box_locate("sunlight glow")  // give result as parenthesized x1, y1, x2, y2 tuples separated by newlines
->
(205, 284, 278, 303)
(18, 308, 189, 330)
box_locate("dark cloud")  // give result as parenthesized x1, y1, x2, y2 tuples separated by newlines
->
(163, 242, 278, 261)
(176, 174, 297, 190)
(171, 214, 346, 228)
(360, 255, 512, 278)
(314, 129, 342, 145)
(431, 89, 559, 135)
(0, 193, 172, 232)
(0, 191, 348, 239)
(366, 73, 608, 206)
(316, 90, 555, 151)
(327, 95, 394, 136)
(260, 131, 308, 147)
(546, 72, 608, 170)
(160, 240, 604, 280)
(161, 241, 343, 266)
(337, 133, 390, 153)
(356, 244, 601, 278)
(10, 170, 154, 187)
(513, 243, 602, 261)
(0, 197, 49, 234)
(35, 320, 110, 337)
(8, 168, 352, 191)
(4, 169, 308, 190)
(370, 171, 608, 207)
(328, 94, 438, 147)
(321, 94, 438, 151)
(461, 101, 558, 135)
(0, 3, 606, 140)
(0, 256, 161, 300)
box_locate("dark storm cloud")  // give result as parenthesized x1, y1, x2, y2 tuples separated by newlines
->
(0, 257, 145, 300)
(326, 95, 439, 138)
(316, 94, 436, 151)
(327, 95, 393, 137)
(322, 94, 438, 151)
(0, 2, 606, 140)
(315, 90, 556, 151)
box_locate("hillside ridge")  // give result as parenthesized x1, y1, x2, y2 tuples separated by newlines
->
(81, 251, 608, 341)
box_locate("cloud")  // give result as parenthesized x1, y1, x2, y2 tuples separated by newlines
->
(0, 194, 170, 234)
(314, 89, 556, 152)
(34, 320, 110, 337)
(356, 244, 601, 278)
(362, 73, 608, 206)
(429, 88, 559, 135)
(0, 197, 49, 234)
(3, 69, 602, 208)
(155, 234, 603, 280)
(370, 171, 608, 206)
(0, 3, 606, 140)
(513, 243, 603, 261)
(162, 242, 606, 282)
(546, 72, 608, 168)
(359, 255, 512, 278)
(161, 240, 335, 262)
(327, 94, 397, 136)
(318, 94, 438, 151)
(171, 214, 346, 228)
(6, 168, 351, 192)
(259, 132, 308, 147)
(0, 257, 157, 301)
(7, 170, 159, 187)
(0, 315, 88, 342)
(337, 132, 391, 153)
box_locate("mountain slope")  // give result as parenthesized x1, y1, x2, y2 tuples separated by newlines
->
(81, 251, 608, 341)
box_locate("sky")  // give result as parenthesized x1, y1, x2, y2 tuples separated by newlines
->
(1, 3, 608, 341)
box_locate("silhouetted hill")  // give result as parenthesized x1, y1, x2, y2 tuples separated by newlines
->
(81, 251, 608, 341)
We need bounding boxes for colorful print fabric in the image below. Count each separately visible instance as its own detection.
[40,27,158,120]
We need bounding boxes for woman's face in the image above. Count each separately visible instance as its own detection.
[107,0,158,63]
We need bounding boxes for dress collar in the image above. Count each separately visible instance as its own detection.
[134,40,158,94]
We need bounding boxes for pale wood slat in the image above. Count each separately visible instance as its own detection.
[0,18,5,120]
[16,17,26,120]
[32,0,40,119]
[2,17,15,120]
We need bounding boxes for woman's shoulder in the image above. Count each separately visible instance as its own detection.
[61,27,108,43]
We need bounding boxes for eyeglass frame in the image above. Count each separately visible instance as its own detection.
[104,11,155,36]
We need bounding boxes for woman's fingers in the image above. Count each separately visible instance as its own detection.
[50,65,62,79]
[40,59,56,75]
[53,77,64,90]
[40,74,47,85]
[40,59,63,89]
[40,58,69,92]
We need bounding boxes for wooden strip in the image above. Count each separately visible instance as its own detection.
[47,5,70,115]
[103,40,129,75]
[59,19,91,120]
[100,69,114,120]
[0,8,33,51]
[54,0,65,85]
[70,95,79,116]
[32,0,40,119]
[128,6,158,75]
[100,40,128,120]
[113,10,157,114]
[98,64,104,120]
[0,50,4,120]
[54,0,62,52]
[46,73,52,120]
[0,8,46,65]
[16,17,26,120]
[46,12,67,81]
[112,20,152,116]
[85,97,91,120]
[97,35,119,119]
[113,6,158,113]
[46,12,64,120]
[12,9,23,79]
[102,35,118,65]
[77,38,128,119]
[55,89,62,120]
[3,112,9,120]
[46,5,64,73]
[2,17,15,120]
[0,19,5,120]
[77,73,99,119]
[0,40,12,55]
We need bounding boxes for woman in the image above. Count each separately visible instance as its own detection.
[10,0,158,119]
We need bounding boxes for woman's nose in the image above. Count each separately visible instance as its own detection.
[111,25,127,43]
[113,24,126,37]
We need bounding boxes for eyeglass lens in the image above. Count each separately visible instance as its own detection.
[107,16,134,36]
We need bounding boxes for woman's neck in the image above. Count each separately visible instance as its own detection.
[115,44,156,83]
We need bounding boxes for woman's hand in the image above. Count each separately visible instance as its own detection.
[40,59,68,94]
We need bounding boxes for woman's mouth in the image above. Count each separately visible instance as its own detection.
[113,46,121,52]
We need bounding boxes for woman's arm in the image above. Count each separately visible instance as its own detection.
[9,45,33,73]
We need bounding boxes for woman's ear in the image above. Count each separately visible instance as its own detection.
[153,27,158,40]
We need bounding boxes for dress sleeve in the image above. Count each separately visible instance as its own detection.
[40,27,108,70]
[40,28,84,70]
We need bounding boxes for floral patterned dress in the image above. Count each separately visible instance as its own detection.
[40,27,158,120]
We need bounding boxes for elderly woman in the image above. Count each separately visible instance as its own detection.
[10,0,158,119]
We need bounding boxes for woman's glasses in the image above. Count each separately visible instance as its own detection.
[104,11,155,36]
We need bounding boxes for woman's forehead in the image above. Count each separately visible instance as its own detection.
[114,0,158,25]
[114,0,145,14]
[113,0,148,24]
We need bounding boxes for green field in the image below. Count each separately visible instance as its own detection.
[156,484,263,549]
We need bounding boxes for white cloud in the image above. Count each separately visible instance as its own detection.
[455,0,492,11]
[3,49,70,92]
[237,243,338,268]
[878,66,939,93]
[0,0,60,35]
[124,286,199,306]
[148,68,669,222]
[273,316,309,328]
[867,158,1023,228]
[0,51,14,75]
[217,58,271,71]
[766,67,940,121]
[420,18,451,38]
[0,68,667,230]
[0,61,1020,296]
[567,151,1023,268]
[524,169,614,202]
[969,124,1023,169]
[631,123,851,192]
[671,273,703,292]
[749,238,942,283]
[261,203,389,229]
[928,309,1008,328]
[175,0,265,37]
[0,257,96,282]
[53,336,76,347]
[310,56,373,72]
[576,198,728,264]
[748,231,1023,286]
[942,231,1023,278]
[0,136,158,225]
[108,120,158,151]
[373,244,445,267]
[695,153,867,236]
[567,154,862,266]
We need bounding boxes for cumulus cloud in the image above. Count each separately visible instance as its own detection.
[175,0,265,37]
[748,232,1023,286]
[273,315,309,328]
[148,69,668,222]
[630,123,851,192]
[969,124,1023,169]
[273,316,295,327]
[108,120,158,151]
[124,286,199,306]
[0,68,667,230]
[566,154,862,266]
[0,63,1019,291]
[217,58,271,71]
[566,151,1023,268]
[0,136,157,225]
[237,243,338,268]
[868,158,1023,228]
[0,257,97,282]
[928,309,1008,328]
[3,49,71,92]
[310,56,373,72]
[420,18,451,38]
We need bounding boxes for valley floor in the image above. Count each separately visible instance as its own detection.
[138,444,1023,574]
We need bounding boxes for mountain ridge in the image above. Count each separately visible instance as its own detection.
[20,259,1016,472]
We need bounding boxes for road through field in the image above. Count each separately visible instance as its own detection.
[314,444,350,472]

EXERCISE REQUIREMENTS -
The answer must be a word-for-word transcription of every record above.

RESULT BELOW -
box_locate("sunlight glow")  // give result as parenthesized x1, y1, x2, y2 tuples separated by newlines
->
(205, 284, 278, 303)
(18, 308, 189, 330)
box_locate("dark cloud")  // give result as parenthesized x1, y1, x2, y2 tuples separated by newlines
->
(163, 242, 278, 261)
(176, 174, 297, 190)
(171, 214, 346, 228)
(360, 255, 512, 278)
(314, 129, 342, 145)
(431, 89, 559, 135)
(0, 193, 172, 232)
(0, 191, 348, 239)
(366, 73, 608, 206)
(316, 90, 555, 151)
(327, 95, 394, 136)
(260, 131, 308, 147)
(546, 72, 608, 170)
(160, 240, 604, 280)
(161, 241, 343, 266)
(337, 133, 390, 153)
(356, 244, 601, 278)
(10, 170, 154, 187)
(513, 243, 602, 261)
(0, 197, 49, 234)
(35, 320, 110, 337)
(8, 168, 352, 191)
(4, 169, 308, 190)
(370, 171, 608, 207)
(328, 94, 438, 147)
(321, 94, 438, 151)
(461, 101, 558, 135)
(0, 3, 606, 140)
(0, 256, 161, 300)
box_locate("dark storm cloud")  // give result as parenthesized x1, y1, x2, y2 tuples separated by newlines
->
(0, 257, 145, 300)
(326, 95, 439, 138)
(316, 94, 436, 151)
(327, 95, 393, 137)
(322, 94, 438, 151)
(0, 2, 606, 140)
(315, 90, 556, 151)
box_locate("hillside ridge")  // give result as parenthesized x1, y1, x2, y2 tuples separated by newlines
->
(81, 251, 608, 341)
box_locate("cloud")  // give result as parenthesized x1, y1, x2, y2 tuples separated by newlines
->
(0, 194, 170, 234)
(314, 89, 556, 152)
(34, 320, 110, 337)
(356, 244, 601, 278)
(362, 73, 608, 206)
(429, 88, 559, 135)
(0, 197, 49, 234)
(3, 69, 602, 208)
(155, 234, 603, 280)
(370, 171, 608, 206)
(0, 3, 606, 140)
(513, 243, 603, 261)
(162, 242, 606, 282)
(546, 72, 608, 168)
(359, 255, 512, 278)
(161, 240, 335, 262)
(327, 94, 397, 136)
(318, 94, 438, 151)
(171, 214, 346, 228)
(6, 168, 351, 192)
(259, 132, 308, 147)
(0, 257, 157, 301)
(7, 170, 159, 187)
(0, 315, 88, 342)
(337, 132, 391, 153)
box_locate("mountain slope")  // give result as parenthesized x1, y1, x2, y2 tuples separated by newlines
->
(81, 251, 608, 341)
box_locate("sky")  // give result as parenthesized x1, y1, x2, y2 tuples separated by newlines
->
(1, 3, 608, 341)
box_locate("silhouetted hill")  // give result as parenthesized x1, y1, x2, y2 tuples separated by newlines
->
(81, 251, 608, 341)
We need bounding boxes for colorful print fabric in the image below. Count each separately visible instance as its own detection.
[40,27,158,120]
We need bounding boxes for woman's face in the image above. Count each separately visible instance as its own detection.
[107,0,158,63]
We need bounding boxes for dress collar in the image above. Count each separately visible instance as its own detection.
[134,40,158,94]
We need bounding boxes for pale wood slat in the image above. Count each separately visible instance as its own detection.
[0,18,5,120]
[16,17,26,120]
[32,0,40,119]
[2,17,15,120]
We need bounding boxes for woman's shoulder in the image above. Count each separately visible instance as its own detection.
[61,27,108,43]
We need bounding boxes for eyeglass frame in the image above. Count each separately visible instance as its own detection.
[104,11,155,36]
We need bounding boxes for woman's fingers in the image above. Count each separately visible instance as its own detection.
[50,65,62,79]
[40,59,56,75]
[53,77,64,90]
[40,74,47,85]
[40,59,63,89]
[40,58,69,92]
We need bounding boxes for wooden strip in the image above. Count each separately visible instance as its own detection.
[47,5,70,115]
[103,40,129,75]
[59,19,91,120]
[100,69,114,120]
[0,8,33,51]
[54,0,65,85]
[70,95,79,116]
[32,0,40,119]
[128,6,158,75]
[100,40,128,120]
[113,10,157,114]
[98,64,104,120]
[0,50,4,120]
[54,0,62,52]
[46,73,52,120]
[0,8,46,65]
[16,17,26,120]
[46,12,67,81]
[112,20,152,116]
[85,97,91,120]
[97,35,119,119]
[113,6,158,113]
[46,12,64,120]
[12,9,23,79]
[102,35,118,65]
[77,38,128,119]
[55,89,62,120]
[3,112,9,120]
[46,5,64,73]
[2,17,15,120]
[0,19,5,120]
[77,73,99,119]
[0,40,12,55]
We need bounding boxes for woman in the image above. Count each separately visible instance as its own detection.
[10,0,158,119]
We need bounding boxes for woman's nose in the image above. Count each separately visible instance as its own detection.
[111,25,127,43]
[113,24,126,37]
We need bounding boxes for eyeglass lens in the image above. Count each separately visible instance as its own detection.
[107,16,134,36]
We need bounding boxes for woman's neck in the image above. Count each separately visible instance as its own detection.
[115,44,156,83]
We need bounding boxes for woman's hand in the image above. Count each separately visible instance as its own detection.
[40,59,68,94]
We need bounding boxes for woman's mouth in the image above. Count each separately visible instance as its own detection.
[113,46,121,52]
We need bounding boxes for woman's arm in the image above. Count each separately visible instance as its own detection.
[9,45,33,73]
We need bounding boxes for woman's ear in the image above. Count each separately visible instance as its own detection.
[153,27,158,40]
We need bounding boxes for dress sleeve in the image above. Count each separately visible instance as its own detection.
[40,27,108,70]
[40,28,84,70]
We need bounding boxes for floral patterned dress in the image above. Count each separately visible instance as its own detection.
[40,27,158,120]
We need bounding boxes for elderly woman in the image above. Count each separately visible instance as its own detection.
[10,0,158,119]
We need bounding boxes for woman's glasses in the image above. Count each separately visible instance as its own detection.
[104,11,155,36]
We need bounding boxes for woman's forehead in the image above. Count each separately visible instance as its own detection.
[114,0,158,25]
[114,0,145,14]
[113,0,148,24]
We need bounding boxes for green field in the image below. Count each separately visible instance as its own detection.
[156,484,263,549]
We need bounding boxes for white cloud in the image above. Count each separately visible instance as its own detection.
[455,0,492,11]
[3,49,70,92]
[237,243,338,268]
[878,66,939,93]
[0,0,60,35]
[124,286,199,306]
[148,68,669,222]
[273,316,309,328]
[867,158,1023,228]
[0,51,14,75]
[217,58,271,71]
[766,67,940,121]
[420,18,451,38]
[0,68,667,230]
[0,61,1020,296]
[567,151,1023,268]
[524,169,614,202]
[969,124,1023,169]
[631,123,851,192]
[671,273,703,292]
[749,238,942,283]
[261,203,389,229]
[928,309,1008,328]
[175,0,265,37]
[0,257,96,282]
[53,336,76,347]
[310,56,373,72]
[576,198,728,264]
[748,231,1023,286]
[942,231,1023,278]
[0,136,158,225]
[108,120,158,151]
[373,244,445,267]
[695,153,867,236]
[567,154,862,266]
We need bounding boxes for cumulus cloud in the image above. Count each separately visible instance as its own detection.
[175,0,265,37]
[748,232,1023,286]
[273,315,309,328]
[148,69,668,222]
[630,123,851,192]
[969,124,1023,169]
[273,316,295,327]
[108,120,158,151]
[124,286,199,306]
[0,68,667,230]
[566,154,862,266]
[0,63,1019,291]
[217,58,271,71]
[566,151,1023,268]
[0,136,157,225]
[237,243,338,268]
[868,158,1023,228]
[0,257,97,282]
[928,309,1008,328]
[3,49,71,92]
[310,56,373,72]
[420,18,451,38]
We need bounding boxes for valley floor in the image above. Count each separately visible instance as its own detection.
[138,444,1023,574]
We need bounding boxes for mountain ridge in the image above. Count each separately visible instance as its own detection.
[20,259,1016,472]
We need bounding boxes for road through field in the image above. Count each separately visible instance as its own detection.
[314,444,350,472]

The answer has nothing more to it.